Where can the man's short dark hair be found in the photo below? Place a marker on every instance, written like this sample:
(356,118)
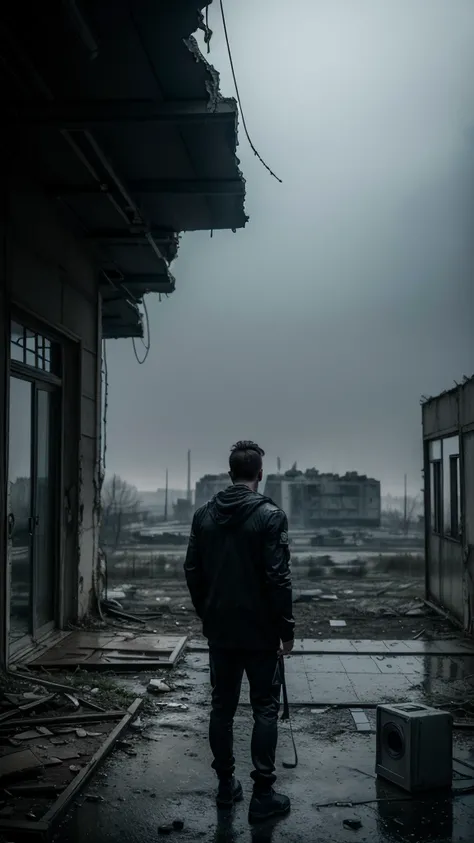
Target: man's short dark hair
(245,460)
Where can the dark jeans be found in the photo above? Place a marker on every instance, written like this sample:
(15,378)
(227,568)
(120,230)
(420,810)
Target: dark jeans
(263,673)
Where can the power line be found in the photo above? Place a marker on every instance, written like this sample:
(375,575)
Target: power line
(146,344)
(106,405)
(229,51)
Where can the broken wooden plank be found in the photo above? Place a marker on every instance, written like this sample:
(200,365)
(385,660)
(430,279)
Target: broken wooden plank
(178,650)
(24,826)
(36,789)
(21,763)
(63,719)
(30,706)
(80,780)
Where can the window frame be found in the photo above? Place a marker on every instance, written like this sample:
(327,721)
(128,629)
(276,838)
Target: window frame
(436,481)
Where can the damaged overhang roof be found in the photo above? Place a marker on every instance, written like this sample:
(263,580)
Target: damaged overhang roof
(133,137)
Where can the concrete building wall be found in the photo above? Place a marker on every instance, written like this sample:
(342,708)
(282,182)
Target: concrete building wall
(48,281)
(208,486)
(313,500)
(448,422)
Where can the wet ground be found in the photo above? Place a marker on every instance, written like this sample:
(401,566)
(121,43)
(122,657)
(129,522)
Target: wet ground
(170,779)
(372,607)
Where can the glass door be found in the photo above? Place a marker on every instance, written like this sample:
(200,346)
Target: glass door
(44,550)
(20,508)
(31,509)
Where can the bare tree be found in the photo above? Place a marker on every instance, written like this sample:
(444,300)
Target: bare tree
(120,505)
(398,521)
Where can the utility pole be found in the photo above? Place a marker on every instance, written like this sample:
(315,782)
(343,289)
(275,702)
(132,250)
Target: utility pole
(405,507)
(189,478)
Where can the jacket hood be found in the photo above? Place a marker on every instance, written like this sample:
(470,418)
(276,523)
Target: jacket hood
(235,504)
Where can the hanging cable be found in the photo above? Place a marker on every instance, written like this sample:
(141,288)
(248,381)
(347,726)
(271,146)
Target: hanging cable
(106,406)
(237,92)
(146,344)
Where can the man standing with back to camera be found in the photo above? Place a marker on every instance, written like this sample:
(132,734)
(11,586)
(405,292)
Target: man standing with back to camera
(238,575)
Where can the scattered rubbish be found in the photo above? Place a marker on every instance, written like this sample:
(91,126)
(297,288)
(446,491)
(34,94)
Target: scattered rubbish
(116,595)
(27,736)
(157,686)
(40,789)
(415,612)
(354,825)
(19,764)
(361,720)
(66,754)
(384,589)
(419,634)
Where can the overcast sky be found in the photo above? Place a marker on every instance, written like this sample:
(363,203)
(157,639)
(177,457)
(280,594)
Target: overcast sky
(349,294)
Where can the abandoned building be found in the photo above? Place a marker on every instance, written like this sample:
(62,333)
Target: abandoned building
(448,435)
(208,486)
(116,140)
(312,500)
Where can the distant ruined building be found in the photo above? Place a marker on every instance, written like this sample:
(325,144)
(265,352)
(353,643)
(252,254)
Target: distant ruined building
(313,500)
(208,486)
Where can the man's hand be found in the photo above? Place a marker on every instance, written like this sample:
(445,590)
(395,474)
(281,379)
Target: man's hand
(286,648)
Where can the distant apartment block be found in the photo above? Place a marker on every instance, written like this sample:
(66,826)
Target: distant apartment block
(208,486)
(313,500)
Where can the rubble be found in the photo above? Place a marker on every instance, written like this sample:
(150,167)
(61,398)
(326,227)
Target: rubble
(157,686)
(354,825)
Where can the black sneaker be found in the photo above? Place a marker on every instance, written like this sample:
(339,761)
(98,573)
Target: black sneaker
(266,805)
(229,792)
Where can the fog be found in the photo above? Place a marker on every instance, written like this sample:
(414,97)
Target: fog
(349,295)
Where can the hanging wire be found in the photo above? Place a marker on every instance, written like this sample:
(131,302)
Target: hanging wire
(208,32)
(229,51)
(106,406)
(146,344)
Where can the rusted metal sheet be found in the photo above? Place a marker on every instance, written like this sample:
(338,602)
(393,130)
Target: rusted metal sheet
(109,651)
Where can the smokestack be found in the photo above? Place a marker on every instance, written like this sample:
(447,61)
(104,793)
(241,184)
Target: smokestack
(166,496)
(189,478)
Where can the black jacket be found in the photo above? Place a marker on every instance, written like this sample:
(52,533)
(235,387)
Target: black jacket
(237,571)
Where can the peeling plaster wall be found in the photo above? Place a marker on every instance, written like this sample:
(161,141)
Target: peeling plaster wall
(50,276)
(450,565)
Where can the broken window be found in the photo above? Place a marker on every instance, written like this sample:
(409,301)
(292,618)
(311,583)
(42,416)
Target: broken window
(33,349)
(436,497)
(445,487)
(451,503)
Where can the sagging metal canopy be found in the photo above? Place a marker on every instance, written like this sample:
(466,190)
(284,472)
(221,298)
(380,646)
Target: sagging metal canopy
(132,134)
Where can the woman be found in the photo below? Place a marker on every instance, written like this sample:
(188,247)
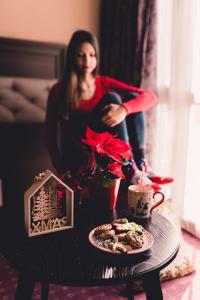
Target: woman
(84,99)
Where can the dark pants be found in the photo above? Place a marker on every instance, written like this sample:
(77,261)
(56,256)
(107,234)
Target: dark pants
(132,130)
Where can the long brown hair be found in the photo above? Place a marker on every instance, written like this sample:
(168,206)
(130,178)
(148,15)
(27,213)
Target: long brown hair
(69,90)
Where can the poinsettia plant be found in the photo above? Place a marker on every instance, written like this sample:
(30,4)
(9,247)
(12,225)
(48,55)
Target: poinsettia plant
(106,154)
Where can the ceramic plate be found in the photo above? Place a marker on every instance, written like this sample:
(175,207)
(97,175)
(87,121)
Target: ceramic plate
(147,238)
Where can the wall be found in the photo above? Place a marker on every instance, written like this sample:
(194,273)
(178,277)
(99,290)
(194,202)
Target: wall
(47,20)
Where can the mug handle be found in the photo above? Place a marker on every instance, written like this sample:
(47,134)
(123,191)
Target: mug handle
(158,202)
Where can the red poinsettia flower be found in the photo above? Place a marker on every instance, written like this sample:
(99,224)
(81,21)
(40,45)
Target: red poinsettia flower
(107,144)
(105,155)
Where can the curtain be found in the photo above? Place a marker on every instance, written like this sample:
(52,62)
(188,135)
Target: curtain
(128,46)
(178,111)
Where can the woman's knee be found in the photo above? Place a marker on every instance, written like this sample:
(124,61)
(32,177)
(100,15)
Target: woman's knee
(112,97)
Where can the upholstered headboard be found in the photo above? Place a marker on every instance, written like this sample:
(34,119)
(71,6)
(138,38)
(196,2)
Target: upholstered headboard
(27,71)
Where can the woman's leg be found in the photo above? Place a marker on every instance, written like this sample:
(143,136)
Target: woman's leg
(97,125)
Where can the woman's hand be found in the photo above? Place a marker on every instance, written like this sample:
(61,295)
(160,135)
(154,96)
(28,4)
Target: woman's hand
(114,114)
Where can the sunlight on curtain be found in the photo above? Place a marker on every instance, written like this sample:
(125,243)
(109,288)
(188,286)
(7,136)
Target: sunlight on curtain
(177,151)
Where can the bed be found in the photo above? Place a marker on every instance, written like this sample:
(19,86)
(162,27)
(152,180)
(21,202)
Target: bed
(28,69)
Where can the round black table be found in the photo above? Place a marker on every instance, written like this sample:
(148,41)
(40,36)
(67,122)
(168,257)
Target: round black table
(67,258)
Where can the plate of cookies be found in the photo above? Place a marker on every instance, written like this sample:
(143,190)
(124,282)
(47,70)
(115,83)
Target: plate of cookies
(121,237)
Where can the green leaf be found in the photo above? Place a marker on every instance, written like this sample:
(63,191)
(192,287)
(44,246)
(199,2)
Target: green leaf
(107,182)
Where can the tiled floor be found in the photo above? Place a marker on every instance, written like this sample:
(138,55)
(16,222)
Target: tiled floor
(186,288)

(What to work on):
Give the data again word for word, without pictures.

(Solution to this task):
Where can the man's short dark hair be found in the photo below? Place a marker on every instance, written like this sample:
(356,118)
Target: man's short dark hair
(245,460)
Where can the dark jeans be found in the photo above? Place a marker on every instance, written like this sample:
(15,378)
(227,568)
(120,230)
(420,810)
Target: dark jeans
(263,673)
Where can the power line be found in the photo above? Place a marker on every instance, written like this sample:
(375,575)
Target: power line
(146,344)
(106,405)
(229,51)
Where can the broken wooden plank be found in the photo above? Place a marker on every instance, written like this sample:
(200,365)
(385,660)
(430,279)
Target: broken wooden plank
(178,650)
(24,826)
(36,789)
(21,763)
(63,719)
(30,706)
(80,780)
Where can the window frame be found in the photo above? Place a marker on every instance, written like this sample:
(327,721)
(128,629)
(276,838)
Target: window frame
(436,481)
Where can the damaged overhang roof be found in the photo above? Place a marker on every instance, written like this sample:
(263,580)
Target: damaged overhang roof
(133,137)
Where can the concrete building wall be found in the photo above? Place a marker on every instance, written like this sample:
(342,708)
(282,182)
Target: concrete building wall
(48,281)
(208,486)
(313,500)
(448,422)
Where can the wet ground be found in the photo above? Place a marker on every instance, written like this sample:
(401,566)
(121,43)
(122,657)
(129,522)
Target: wet ground
(170,779)
(372,607)
Where can the glass door be found in the photo above? Place a marker on every instance, written like this sample:
(200,346)
Target: glass door
(44,550)
(20,508)
(31,509)
Where can the bare tree be found in the photo above? Place a marker on every instance, written like this sample:
(444,300)
Target: bare tree
(120,505)
(398,521)
Where can the utility pole be found in the photo above? Place a marker on every instance, written like this sample:
(315,782)
(343,289)
(275,702)
(132,250)
Target: utility pole
(405,507)
(189,478)
Where can the jacket hood be found in the photo above? Place a marker on every instance, written like this sample:
(470,418)
(276,523)
Target: jacket hood
(235,504)
Where can the hanging cable be found in the photo above? Place a marker on every instance, written like this sample:
(141,288)
(248,381)
(347,726)
(271,146)
Target: hanging cable
(106,406)
(237,92)
(146,344)
Where can the man standing with back to camera be found in the photo above? Place a marker on every instance, written like this sample:
(132,734)
(11,586)
(405,292)
Target: man standing with back to camera
(238,575)
Where can the scattered rubbish be found in the photo above? Place a marker on every instance, written like this sample:
(91,126)
(297,288)
(446,491)
(34,94)
Target: scattered rubbish
(116,595)
(27,736)
(157,686)
(40,789)
(415,612)
(354,825)
(19,764)
(361,720)
(66,754)
(384,589)
(419,634)
Where can the overcast sky be found in the photo above? Place a marker on every instance, written like this sample:
(363,203)
(157,639)
(177,457)
(280,594)
Target: overcast sky
(349,294)
Where can the abandoned building be found in the photo above? Place a marker on every instance, written like this sample:
(62,333)
Target: abandoned building
(448,435)
(208,486)
(116,140)
(312,500)
Where can the distant ruined building be found in the photo above? Place a marker on every instance, written like this sample:
(325,144)
(265,352)
(353,643)
(252,254)
Target: distant ruined building
(313,500)
(208,486)
Where can the man's hand be found in the photo above? Place a marker on every instance, written like this sample:
(445,590)
(395,474)
(281,379)
Target: man's hand
(286,648)
Where can the distant apartment block be found in the photo above? Place a marker on every instance, written like this sample:
(66,826)
Target: distant apartment block
(208,486)
(313,500)
Where can the rubble be found in the photo above? Place a marker on every instance, written like this sample:
(150,167)
(61,398)
(326,227)
Target: rubble
(157,686)
(354,825)
Where can the black sneaker be found in the photo above? Place a marker on every instance, written like this sample:
(339,761)
(98,573)
Target: black sneaker
(266,805)
(229,792)
Where can the fog be found in the photo above? Place a marker on every instance, written like this sample:
(414,97)
Target: fog
(349,295)
Where can the hanging wire be found in the photo above? Place a marker on every instance, written like this sample:
(131,302)
Target: hanging wire
(208,32)
(229,51)
(106,406)
(146,344)
Where can the rusted metal sheet be found in the photo above? Place a marker on every instance, written like this sample:
(338,602)
(393,130)
Target: rusted metal sheet
(109,651)
Where can the smokestack be found in the photo above? Place a marker on every instance, written like this sample:
(447,61)
(104,793)
(241,184)
Target: smokestack
(166,496)
(189,478)
Where can the black jacket be found in the photo above? Place a marker on every instance, written like this sample:
(52,533)
(235,387)
Target: black jacket
(237,571)
Where can the peeling plaster wall be found in the photo above? Place a marker on every instance, written like this sample:
(161,141)
Target: peeling plaster wall
(50,276)
(450,565)
Where can the broken window be found in the photo above? Place a marker on every instance, written like this sample:
(409,301)
(292,618)
(311,583)
(42,416)
Target: broken window
(33,349)
(436,497)
(445,487)
(451,503)
Where can the sagging metal canopy be found in the photo above? Place a marker on every instance, written like this sample:
(466,190)
(284,472)
(221,298)
(380,646)
Target: sagging metal canopy
(132,134)
Where can the woman be found in the photo below? Place a marker on every instance, written like this sample:
(188,247)
Target: woman
(84,99)
Where can the dark pants be found in the photo above? Place a marker on every instance, written like this sample:
(77,261)
(56,256)
(107,234)
Target: dark pants
(132,130)
Where can the long brown hair be found in the photo above? Place a marker on every instance, written like this sample:
(168,206)
(130,178)
(148,15)
(27,213)
Target: long brown hair
(69,90)
Where can the poinsettia plant be found in the photo above? Place a marker on every instance, written like this sample:
(30,4)
(9,247)
(12,225)
(48,55)
Target: poinsettia plant
(106,154)
Where can the ceramic plate be found in the photo above? Place a marker on every instance, written like this sample:
(175,207)
(97,175)
(87,121)
Target: ceramic plate
(147,238)
Where can the wall be found in the photo above? Place a marker on every instance, written like this sample:
(194,273)
(178,277)
(99,290)
(194,202)
Target: wall
(47,20)
Where can the mug handle be found in the photo above? Place a marker on every instance, written like this sample:
(47,134)
(123,191)
Target: mug handle
(158,202)
Where can the red poinsettia flower be found in the photo above? Place a marker on every instance, written like this sample:
(99,224)
(81,21)
(40,45)
Target: red poinsettia flower
(107,144)
(105,155)
Where can the curtain be found in the photo above? Place a marker on every instance, written like this sample:
(52,62)
(188,135)
Target: curtain
(128,46)
(178,111)
Where can the woman's knee be found in the photo above? Place a marker on every instance, written like this sample:
(124,61)
(32,177)
(100,15)
Target: woman's knee
(112,97)
Where can the upholstered headboard be found in the photo above? Place a marker on every instance, written like this sample:
(34,119)
(71,6)
(138,38)
(196,2)
Target: upholstered headboard
(27,71)
Where can the woman's leg be found in the photo above? Place a marker on every instance, written like this sample:
(143,136)
Target: woman's leg
(97,125)
Where can the woman's hand be found in the photo above? Place a marker on every instance, written like this sample:
(61,295)
(160,135)
(154,96)
(28,4)
Target: woman's hand
(114,114)
Where can the sunlight on curtain be found in the photo above? Place a marker on every instance, written like this sample:
(125,243)
(109,288)
(188,286)
(7,136)
Target: sunlight on curtain
(177,151)
Where can the bed be found in the photo above? Place a marker on every instance, written like this sample:
(19,86)
(162,27)
(152,180)
(21,202)
Target: bed
(28,69)
Where can the round black table be found in the photo above? Place a marker on every instance, written like this sample:
(148,41)
(40,36)
(67,122)
(168,257)
Target: round black table
(67,258)
Where can the plate of cookies be found in the photo above? Place a marker on every instance, written like this sample:
(143,190)
(124,282)
(47,70)
(115,83)
Target: plate of cookies
(121,237)
Where can the green leaf be found in the photo above? Place a marker on every instance, written like this sample:
(63,191)
(192,287)
(44,246)
(199,2)
Target: green leaf
(107,182)
Where can the tiled floor be found in the photo above? Place a marker on every instance, written like this sample:
(138,55)
(16,222)
Target: tiled floor
(186,288)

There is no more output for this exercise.